-------- Material for the task

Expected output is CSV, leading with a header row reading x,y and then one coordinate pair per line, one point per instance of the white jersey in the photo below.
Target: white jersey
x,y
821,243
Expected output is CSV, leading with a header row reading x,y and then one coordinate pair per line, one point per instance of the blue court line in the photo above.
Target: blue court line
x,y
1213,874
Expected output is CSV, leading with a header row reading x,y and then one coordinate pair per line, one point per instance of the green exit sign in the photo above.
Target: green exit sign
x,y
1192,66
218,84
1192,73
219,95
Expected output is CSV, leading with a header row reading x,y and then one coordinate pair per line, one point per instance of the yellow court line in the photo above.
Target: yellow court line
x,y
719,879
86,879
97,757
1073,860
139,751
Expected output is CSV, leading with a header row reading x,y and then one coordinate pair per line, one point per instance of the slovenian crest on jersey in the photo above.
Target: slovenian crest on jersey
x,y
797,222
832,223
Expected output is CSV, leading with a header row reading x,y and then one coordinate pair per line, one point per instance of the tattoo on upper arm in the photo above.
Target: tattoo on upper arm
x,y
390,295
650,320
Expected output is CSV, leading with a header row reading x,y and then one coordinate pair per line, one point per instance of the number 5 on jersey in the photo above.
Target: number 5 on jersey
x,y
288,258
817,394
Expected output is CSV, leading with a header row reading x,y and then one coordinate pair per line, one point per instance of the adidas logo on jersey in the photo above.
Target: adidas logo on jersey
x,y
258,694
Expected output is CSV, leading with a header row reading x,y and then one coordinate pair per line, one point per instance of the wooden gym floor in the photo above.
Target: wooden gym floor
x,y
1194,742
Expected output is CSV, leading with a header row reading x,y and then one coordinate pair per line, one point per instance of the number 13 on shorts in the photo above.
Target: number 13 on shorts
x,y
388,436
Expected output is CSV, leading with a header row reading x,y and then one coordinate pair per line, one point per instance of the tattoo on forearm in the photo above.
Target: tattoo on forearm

----------------

> [Aim of the exercise]:
Your response should consist of the data above, duplicated exactly.

> [Written solution]:
Expected output is CSV, leading with a header row reading x,y and then one coordinate pair per line, one point per instance of the white jersey in the photo below.
Target: white jersey
x,y
821,243
Expected output is CSV, leading with a header row reading x,y and then one coordinate pair per line, one point per instance of the blue court line in the photo above.
Target: blue court line
x,y
1213,874
Expected output is CSV, leading with a header row reading x,y and then one coordinate pair per line, one point per instance of the green exit sign in the photo above.
Target: green exit sign
x,y
1192,66
218,84
1192,73
219,95
Expected output is CSV, leading with a header row reading x,y and then one coordinate pair per line, one point per instance of the yellow court line in the photo above.
Target: yellow court line
x,y
719,879
86,879
97,757
1073,860
139,751
Expected output is CSV, leading with a header row reading x,y and then one coordinate pair per line, one point per instance of the slovenian crest on jersey in the photo above.
Target: slovenian crest on jersey
x,y
797,222
832,223
Expected output is CSV, leading with a header row reading x,y and then one coordinate pair per line, one point per instance of the tattoo on upper arm in the photo above.
Target: tattoo on upper arm
x,y
390,295
650,320
Expected output is CSV, leading with a header row reading x,y and then one coordinate pair per line, one point per instance of the number 5 on jersey in the photo above.
Target: number 5 on jersey
x,y
288,258
817,394
Expected output is CSV, leading with a header row reading x,y and then one coordinate pair per line, one point per instance of the adidas logo on jersey in the photo above.
Target: adidas logo on jersey
x,y
258,694
Expected output is CSV, leading with a header row reading x,y and then one coordinate pair per line, one point per instance of the wooden gym floor in the photo above.
Target: wooden gym floor
x,y
1194,742
Expected output is CSV, leading with a header row reading x,y and then one coordinate pair per line, one point per instance of the number 13 on shorts in the photo above.
Target: number 13 on shorts
x,y
388,436
Expected output is CSV, leading with a header row reading x,y and then one coordinate pair per line, one point per instance of the tattoo on forearm in the photo above.
Target: tattoo on forearm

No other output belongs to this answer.